*** ESTRATTO FONTE ***

Ma anche ipotizzato che un giorno alcune delle tecniche proposte dalle medicine alternative dimostrino una loro efficacia (in particolare nel caso dell'agopuntura), come integrarle nella medicina scientifica? Il conflitto fra medicine alternative e medicina scientifica è infatti un vero e proprio conflitto fra sistemi dottrinali per molti aspetti incompatibili. La medicina scientifica è oggi indubbiamente quella che offre le spiegazioni e le risposte pratiche più soddisfacenti. L'accettazione nella pratica medica di argomentazioni in chiaro conflitto con dati sperimentali ampiamente consolidati (ad esempio la ipotetica più intensa azione farmacologica delle diluizioni omeopatiche di una sostanza) non sembra neppure lontanamente pensabile.

Da un punto di vista pratico, anche non tenendo conto delle precedenti considerazioni, il punto centrale non è quello di stabilire quali sistemi medici alternativi possono essere introdotti nella pratica medica, ma piuttosto di evidenziare quali "rimedi" possono essere utili e quali no, e come usarli.

Come è possibile incorporare, se pure lo si volesse, le medicine alternative nel curriculum formativo dei medici? Il problema è di grande attualità, e viene discusso nelle facoltà mediche e nelle organizzazioni professionali.

Superate le contrapposizioni di principio, occorrerebbe valutare criticamente la letteratura prodotta dai medici alternativi, con criteri scientifici, soprassedendo per il momento su considerazioni generali sulle singole dottrine e focalizzando l'attenzione su singoli temi, su specifici trattamenti per ben identificate condizioni. Alcune fra le medicine alternative suscitano maggiori aspettative di efficacia (la chiropratica, l'agopuntura, il massaggio, la fitoterapia, gli approcci integrati mente-corpo).

Ma l'apprendimento delle medicine alternative non può essere solo teorico; deve comprendere una adeguata pratica clinica, di non facile attuazione. Introducendo la sperimentazione clinica sulle terapie alternative nella routine ospedaliera e nei curricula formativi e sottoponendola a linee guida, si corrono tuttavia diversi rischi: (a) quello di fornire loro, involontariamente, una ingiustificata credibilità, (b) quello di convalidare metodi di diagnosi e di ragionamento clinico irrazionali e non supportati scientificamente, (c) quello di trasferire direttamente nella pratica clinica prodotti (ad esempio erbe, che sono veri farmaci) che non hanno superato l'iter sperimentale previsto per tutti gli altri farmaci.

Coutilizzare medicina scientifica e medicina alternative presuppone che delle seconde si sia provata l'efficacia; inoltre i medici alternativi dovrebbero essere ben coscienti dei limiti delle loro terapie e parlarne apertamente, cosa che di fatto non avviene.

*** CONTENUTO DATI ***

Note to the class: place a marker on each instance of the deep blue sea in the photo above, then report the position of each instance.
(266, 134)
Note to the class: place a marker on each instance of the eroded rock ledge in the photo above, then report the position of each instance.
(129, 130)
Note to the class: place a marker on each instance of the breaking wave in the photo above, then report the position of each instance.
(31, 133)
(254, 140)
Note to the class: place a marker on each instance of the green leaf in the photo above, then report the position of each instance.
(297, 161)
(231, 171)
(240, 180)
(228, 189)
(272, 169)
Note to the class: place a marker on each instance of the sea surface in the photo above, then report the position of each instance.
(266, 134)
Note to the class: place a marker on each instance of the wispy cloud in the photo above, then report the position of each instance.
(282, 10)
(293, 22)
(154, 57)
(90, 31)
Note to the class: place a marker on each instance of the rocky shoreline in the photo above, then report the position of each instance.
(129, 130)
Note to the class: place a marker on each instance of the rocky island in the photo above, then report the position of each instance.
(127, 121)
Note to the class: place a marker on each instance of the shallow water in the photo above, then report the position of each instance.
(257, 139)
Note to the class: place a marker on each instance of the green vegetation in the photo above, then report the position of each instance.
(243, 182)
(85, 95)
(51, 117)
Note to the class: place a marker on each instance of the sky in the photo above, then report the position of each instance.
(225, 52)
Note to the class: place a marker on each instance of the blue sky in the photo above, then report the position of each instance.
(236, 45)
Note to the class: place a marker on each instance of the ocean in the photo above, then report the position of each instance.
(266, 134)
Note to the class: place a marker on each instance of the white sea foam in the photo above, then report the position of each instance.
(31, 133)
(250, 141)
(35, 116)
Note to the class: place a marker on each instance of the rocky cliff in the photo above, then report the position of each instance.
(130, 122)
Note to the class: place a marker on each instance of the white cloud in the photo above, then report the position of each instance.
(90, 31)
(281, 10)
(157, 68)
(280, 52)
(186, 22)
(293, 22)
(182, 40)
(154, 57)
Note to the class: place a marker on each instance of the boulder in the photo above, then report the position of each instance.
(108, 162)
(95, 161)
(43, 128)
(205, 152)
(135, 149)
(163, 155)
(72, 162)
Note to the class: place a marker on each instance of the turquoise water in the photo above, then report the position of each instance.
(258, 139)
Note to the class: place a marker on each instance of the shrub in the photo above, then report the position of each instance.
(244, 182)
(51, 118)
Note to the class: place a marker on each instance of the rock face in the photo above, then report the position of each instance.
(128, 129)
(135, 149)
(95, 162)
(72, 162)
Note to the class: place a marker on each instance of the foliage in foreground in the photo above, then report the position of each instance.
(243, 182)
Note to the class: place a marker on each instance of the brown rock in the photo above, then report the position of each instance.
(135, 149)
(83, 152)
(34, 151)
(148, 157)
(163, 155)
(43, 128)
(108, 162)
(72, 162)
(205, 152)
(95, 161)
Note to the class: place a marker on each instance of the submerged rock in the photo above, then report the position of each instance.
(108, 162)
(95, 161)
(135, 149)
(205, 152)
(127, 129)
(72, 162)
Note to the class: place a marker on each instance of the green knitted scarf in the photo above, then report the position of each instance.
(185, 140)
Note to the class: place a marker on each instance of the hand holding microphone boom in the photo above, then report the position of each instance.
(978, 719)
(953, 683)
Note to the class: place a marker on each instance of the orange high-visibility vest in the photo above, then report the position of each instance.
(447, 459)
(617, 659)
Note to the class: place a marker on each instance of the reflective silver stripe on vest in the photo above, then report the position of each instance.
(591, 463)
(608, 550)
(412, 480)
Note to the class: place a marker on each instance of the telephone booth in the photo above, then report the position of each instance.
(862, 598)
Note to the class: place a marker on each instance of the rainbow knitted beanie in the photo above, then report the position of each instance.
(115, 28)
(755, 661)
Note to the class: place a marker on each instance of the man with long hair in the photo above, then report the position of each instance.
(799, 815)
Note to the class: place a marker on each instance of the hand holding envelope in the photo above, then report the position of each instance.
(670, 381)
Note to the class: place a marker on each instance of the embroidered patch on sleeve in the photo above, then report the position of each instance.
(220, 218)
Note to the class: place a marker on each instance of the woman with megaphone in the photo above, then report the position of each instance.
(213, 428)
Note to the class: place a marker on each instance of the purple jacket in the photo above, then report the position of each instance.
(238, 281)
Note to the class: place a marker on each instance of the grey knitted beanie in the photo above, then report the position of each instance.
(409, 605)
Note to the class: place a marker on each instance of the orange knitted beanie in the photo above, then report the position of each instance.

***

> [ISTRUZIONI ESERCIZIO]
[a] Rispondi a queste domande sul brano sulle medicine alternative:
(i) Quali medicine alternative suscitano maggiori aspettative di efficacia?
(ii) Che cosa presuppone il coutilizzo di medicina scientifica e medicine alternative?
(iii) Quale esempio viene dato di argomentazione in chiaro conflitto con dati sperimentali ampiamente consolidati?
[b] Prosegui il brano sulle medicine alternative con un paragrafo che parta dopo la sua ultima frase.

> [SOLUZIONI ESERCIZIO]
[a]
(i) La chiropratica, l'agopuntura, il massaggio, la fitoterapia e gli approcci integrati mente-corpo.
(ii) Che delle medicine alternative si sia provata l'efficacia.
(iii) L'ipotetica più intensa azione farmacologica delle diluizioni omeopatiche di una sostanza.

[b]
Le medicine alternative, nonostante la pretesa di costituire un sistema medico completo, non tendono a formare una mentalità critica; e dunque, come sottoporle a studenti che mancano di esperienza e rischiano di essere fortemente disinformati? Il loro insegnamento rischierebbe col divenire un semplice indottrinamento, anche perché la pratica alternativa è già di per sé fortemente legata agli aspetti della comunicazione. Poiché gli aspetti emozionali e relazionali sono fondamentali nelle medicine alternative, occorre che gli studenti siano in grado di tenerne conto: per questo dovrebbero innanzitutto conoscere le tecniche di comunicazione corporea, di propaganda, di suggestione e ipnosi, di memorizzazione, ma anche sapere ben ponderare il valore delle testimonianze, la cattiva interpretazione dei sintomi e delle sensazioni da parte dei pazienti.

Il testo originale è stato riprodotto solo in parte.